* SUPPLIED PASSAGE:
######
What makes AISI’s role unique is its direct involvement with both public institutions and private AI labs. It has deep ties to the UK government, the broader national security community, and technical experts across cybersecurity, machine learning, and other relevant fields.
Its research is focused, its partnerships are strategic, and its position as a government-backed body gives it the trust and access needed to intervene when necessary.
🔧 What Solutions AISI Is Betting On
The UK’s AI Security Institute (AISI) takes a practical and evidence-led approach to preventing the misuse of advanced AI.
Their research is focused on three major solution areas: safeguards, control, and alignment. Each area plays a specific role in ensuring that AI systems are safe, secure, and do not act against human interests as their capabilities grow.
Safeguards are the first line of defence. AISI tests whether safety features built into AI models can actually withstand attacks and prevent harmful outputs. Their team runs detailed experiments to break these safety measures, including simulated “jailbreak” attacks, where both automated and human testers try to get the model to behave dangerously.
They found that many leading AI systems can still follow harmful instructions when prompted cleverly, even without any hacks. This work has led AISI to call for stronger safety evaluations and the development of better safeguards, especially for agents acting independently in real-world environments.
Control research is about ensuring that, even as AI systems become more autonomous, they stay within limits set by humans. AISI builds test environments that closely mimic real-world deployment scenarios, such as AI agents operating within company systems.
They stress-test these setups to check whether current control technique, like monitoring systems or restricted access, are strong enough. So far, their findings suggest that while today's control tools might be enough for current models, they are unlikely to scale as AI becomes more powerful. AISI is developing new control protocols and preparing for more complex scenarios, such as models attempting to bypass oversight or conduct hidden activities.
######
* EXTRACTED DATA:
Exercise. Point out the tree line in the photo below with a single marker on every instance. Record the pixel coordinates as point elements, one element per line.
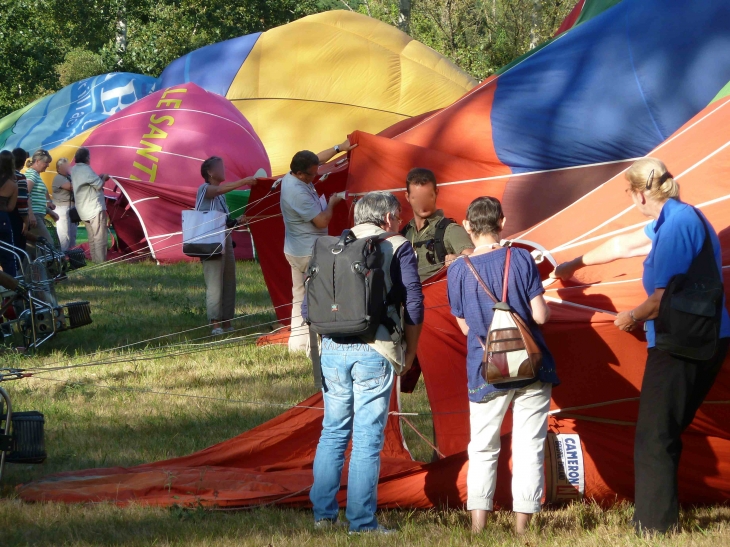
<point>48,44</point>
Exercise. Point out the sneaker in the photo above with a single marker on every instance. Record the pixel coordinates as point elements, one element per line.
<point>326,524</point>
<point>380,530</point>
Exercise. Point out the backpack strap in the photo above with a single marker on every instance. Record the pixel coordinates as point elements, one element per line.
<point>479,279</point>
<point>506,274</point>
<point>439,245</point>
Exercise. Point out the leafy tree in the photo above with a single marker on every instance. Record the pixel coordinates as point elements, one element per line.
######
* QUESTIONS:
- 1) According to the text on the UK's AI Security Institute, what are the three main solution areas that AISI's research focuses on?
- 2) Pick up the text on the UK's AI Security Institute right after its last sentence and write what comes next.

* ANSWER SET:
- 1) Safeguards, control, and alignment.

- 2)
Alignment is the most ambitious part of AISI’s agenda. It is focused on making sure AI systems are honest, reliable, and do not intentionally deceive or act against human values. AISI uses a mix of theory and real-world tests to study whether an AI system will behave safely even as it becomes more capable.
One area they are exploring is the development of “honesty guarantees”, ways to ensure that even highly capable systems cannot lie or manipulate. They are also looking at how to prevent models from hiding dangerous behaviours during safety tests, a risk known as sandbagging.
Together, these three areas form the foundation of AISI’s solutions work. Their research is not just about pointing out problems but actively testing and building the tools needed to keep AI safe as it scales. 🛠️🧠📊
There is growing concern about “honesty” in AI models, not just whether they work, but whether they tell the truth. UK researchers are now building ways to test honesty in large systems, especially under pressure or when the model knows it is being evaluated. If AI can lie or hide its true capabilities, that is a serious problem no one will catch until it’s too late.
UK researchers are simulating how advanced AI could take harmful actions without being detected, like copying itself across systems or stealing sensitive files. They are using simulated networks and mock infrastructure to see what is really possible. The idea is simple: if you want to stop dangerous AI later, you need to know what it can do now.